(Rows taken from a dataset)
━━━━

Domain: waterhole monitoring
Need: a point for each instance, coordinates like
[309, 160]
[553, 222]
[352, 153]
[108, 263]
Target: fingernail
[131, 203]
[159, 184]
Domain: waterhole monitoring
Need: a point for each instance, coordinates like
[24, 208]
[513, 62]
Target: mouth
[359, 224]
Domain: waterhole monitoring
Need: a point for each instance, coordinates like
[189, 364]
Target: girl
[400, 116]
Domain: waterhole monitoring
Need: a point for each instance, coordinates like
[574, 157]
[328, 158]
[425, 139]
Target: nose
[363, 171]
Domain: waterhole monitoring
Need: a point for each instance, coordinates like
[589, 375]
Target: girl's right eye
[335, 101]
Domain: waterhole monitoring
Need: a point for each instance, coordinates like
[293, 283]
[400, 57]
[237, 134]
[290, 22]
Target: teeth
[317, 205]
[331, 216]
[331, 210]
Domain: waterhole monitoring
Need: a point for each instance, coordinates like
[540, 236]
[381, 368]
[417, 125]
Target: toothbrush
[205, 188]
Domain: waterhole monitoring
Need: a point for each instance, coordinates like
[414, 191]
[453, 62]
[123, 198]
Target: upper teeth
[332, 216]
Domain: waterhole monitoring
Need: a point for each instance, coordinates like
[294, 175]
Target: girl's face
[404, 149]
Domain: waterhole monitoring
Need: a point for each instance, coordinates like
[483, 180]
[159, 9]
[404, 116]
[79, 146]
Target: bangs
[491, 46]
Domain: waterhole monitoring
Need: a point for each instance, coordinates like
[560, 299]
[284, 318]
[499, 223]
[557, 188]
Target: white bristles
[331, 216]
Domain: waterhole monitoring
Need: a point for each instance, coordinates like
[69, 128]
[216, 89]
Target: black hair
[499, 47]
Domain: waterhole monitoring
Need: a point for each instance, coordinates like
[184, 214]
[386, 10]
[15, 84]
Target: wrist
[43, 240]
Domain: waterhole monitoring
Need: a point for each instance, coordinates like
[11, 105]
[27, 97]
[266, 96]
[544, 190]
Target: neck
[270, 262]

━━━━

* _Problem description_
Copy every one of the lines above, character for character, without changing anything.

* _Task result_
Domain: waterhole monitoring
Need: a point for each instance, coordinates like
[309, 160]
[553, 222]
[352, 153]
[108, 263]
Target: fingernail
[131, 203]
[159, 184]
Domain: waterhole monitoring
Need: a point for each instance, coordinates like
[24, 208]
[513, 62]
Target: mouth
[359, 224]
Domain: waterhole monitoring
Need: a point for each instance, coordinates like
[189, 364]
Target: girl
[400, 116]
Domain: waterhole monitoring
Need: a point for each instance, coordinates like
[574, 157]
[328, 158]
[425, 139]
Target: nose
[363, 171]
Domain: waterhole monitoring
Need: a point for each instance, coordinates like
[589, 375]
Target: girl's right eye
[335, 101]
Domain: waterhole monitoring
Need: a point for each instance, coordinates like
[293, 283]
[400, 57]
[237, 134]
[290, 22]
Target: teeth
[317, 205]
[331, 216]
[331, 210]
Domain: waterhole monitoring
Need: a point for each instance, coordinates like
[540, 236]
[381, 368]
[417, 125]
Target: toothbrush
[205, 188]
Domain: waterhole monitoring
Need: a point for each instance, coordinates like
[414, 191]
[453, 62]
[123, 198]
Target: upper teeth
[332, 216]
Domain: waterhole monitoring
Need: a point for each instance, coordinates like
[294, 175]
Target: girl's face
[404, 149]
Domain: waterhole monitoring
Need: a point for each instance, coordinates like
[483, 180]
[159, 9]
[404, 116]
[79, 146]
Target: bangs
[491, 46]
Domain: waterhole monitoring
Need: a point for each instance, coordinates like
[560, 299]
[284, 318]
[499, 223]
[557, 188]
Target: white bristles
[331, 216]
Domain: waterhole monitoring
Need: a point for each instance, coordinates like
[69, 128]
[216, 89]
Target: black hair
[499, 47]
Domain: waterhole monitoring
Need: a point for each instance, coordinates like
[184, 214]
[386, 10]
[15, 84]
Target: wrist
[43, 240]
Domain: waterhole monitoring
Need: a point for each instance, coordinates like
[11, 105]
[27, 97]
[266, 96]
[544, 190]
Target: neck
[270, 262]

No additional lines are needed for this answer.